* DOCUMENT TEXT
■ ■ ■ ■ ■
Re: RFCs?

2001-04-15 Thread Andy Bradford

Thus said "D. J. Bernstein" on 15 Apr 2001 19:31:35 -:

> See http://cr.yp.to/qmail/warfield.html.

Wow, I've never seen a more clueless sysadmin.[1]  It's apparent that he
doesn't understand what the problem was and decided to make qmail the
scapegoat.  What's sad is that there are people out there that would
believe what he has to say because he poses as an ``expert''.

Andy
[1] Actually I have. :-)
[---[system uptime]]
 10:01pm  up 9 days,  1:17,  4 users,  load average: 1.00, 1.00, 1.00



Re: RFCs?

2001-04-15 Thread Russ Allbery

David Benfell <[EMAIL PROTECTED]> writes:

> So, I give up.  I'm guessing other MTA's have at least as many real,
> documented issues with RFC compliance as qmail.  And I only see a couple
> things that might be important.  Am I wrong?  What's the deal?

There are some RFCs that Dan has chosen not to implement in qmail, and the
few complaints about RFC compliance that I've seen backed up with actual
data have been about that.  The primary ones that I've seen mentioned are
DSNs and SMTP AUTH.

I understand the reasons for both of these, mind, and am not arguing that
qmail should necessarily implement them.  Not implementing those
extensions certainly doesn't make qmail a non-RFC-compliant e-mail system,
just one that doesn't implement some optional features.

-- 
Russ Allbery ([EMAIL PROTECTED]) 



Re: RFCs?

2001-04-15 Thread D. J. Bernstein

David Benfell writes:
> I keep hearing rumblings about how Dan plays fast and loose with the
> RFCs in qmail and his other programs.

Mud-slinging 101: Claim that the program won't work for most people. 
Claim that it's a research prototype not meant for serious use. Claim
that nobody uses the program. Don't worry about the truth.
■ ■ ■ ■ ■
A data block

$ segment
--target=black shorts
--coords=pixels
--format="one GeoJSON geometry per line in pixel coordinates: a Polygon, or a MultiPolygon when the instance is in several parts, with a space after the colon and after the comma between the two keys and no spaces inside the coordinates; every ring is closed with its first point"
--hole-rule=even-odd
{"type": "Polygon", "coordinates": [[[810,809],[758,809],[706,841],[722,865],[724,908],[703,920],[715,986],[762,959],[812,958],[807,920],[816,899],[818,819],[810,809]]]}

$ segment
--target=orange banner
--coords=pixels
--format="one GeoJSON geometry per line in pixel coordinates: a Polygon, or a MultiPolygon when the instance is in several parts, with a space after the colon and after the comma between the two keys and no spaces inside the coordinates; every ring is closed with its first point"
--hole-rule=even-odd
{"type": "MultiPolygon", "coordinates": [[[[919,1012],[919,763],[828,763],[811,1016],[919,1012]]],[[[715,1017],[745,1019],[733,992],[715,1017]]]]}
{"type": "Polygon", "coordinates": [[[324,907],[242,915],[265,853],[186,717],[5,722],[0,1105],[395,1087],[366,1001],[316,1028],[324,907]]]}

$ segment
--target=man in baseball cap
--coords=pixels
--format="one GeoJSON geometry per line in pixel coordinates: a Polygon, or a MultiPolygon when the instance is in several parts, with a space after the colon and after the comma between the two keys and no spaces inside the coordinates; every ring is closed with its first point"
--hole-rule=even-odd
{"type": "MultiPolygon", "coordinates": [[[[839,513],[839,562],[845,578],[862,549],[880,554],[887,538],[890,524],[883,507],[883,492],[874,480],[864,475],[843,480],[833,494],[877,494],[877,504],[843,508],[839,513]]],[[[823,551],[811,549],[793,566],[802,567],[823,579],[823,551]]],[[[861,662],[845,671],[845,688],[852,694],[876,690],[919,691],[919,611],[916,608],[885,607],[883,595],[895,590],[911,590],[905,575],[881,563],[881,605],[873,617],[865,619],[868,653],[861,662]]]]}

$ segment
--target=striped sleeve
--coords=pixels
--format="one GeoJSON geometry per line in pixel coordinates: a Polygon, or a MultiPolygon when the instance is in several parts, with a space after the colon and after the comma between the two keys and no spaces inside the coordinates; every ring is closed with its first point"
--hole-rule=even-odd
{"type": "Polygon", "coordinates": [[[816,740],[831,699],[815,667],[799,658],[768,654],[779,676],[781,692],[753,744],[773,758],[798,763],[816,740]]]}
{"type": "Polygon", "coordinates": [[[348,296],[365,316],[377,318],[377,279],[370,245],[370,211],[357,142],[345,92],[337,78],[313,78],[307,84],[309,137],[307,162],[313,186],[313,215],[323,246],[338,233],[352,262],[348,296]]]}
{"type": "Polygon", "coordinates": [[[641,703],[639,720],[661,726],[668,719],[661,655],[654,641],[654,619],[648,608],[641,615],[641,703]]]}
■ ■ ■ ■ ■
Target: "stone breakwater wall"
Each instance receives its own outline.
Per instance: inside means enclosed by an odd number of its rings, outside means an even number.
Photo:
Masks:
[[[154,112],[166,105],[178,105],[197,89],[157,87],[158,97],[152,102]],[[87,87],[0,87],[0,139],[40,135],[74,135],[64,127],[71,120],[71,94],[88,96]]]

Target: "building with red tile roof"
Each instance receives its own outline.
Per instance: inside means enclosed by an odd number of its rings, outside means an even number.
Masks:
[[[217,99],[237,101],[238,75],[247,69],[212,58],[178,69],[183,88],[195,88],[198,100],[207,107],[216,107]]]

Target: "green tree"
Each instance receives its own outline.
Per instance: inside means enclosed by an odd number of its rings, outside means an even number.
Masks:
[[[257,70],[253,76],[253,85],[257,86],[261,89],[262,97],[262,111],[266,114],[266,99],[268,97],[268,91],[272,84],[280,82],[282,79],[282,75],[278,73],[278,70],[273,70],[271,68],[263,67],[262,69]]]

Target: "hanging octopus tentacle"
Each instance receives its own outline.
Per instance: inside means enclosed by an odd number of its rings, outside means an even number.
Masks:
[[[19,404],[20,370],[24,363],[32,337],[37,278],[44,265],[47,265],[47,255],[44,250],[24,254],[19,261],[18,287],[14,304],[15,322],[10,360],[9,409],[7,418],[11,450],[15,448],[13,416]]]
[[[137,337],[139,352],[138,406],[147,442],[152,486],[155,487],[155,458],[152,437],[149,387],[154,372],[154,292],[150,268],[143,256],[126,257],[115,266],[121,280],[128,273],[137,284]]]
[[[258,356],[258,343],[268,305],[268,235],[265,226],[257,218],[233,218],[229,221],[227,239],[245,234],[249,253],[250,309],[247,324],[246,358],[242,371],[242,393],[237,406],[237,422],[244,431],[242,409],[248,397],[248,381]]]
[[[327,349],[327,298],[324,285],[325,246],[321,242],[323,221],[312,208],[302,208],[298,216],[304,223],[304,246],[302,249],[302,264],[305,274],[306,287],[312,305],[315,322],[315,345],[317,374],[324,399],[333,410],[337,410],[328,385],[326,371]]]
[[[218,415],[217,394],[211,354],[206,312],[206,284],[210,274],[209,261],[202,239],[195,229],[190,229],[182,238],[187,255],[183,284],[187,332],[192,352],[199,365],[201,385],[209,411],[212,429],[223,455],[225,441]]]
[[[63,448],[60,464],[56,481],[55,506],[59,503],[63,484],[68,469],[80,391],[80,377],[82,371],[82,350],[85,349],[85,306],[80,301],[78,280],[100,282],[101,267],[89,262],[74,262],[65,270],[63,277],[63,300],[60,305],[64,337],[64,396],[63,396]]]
■ ■ ■ ■ ■
Can you extract the part of the qmail mailing-list thread that begins at the words "[---[system uptime]]" and stops after "What's the deal?", copying it word for word?

* REPLY TO THE EXERCISE
[---[system uptime]]
 10:01pm  up 9 days,  1:17,  4 users,  load average: 1.00, 1.00, 1.00



Re: RFCs?

2001-04-15 Thread Russ Allbery

David Benfell <[EMAIL PROTECTED]> writes:

> So, I give up.  I'm guessing other MTA's have at least as many real,
> documented issues with RFC compliance as qmail.  And I only see a couple
> things that might be important.  Am I wrong?  What's the deal?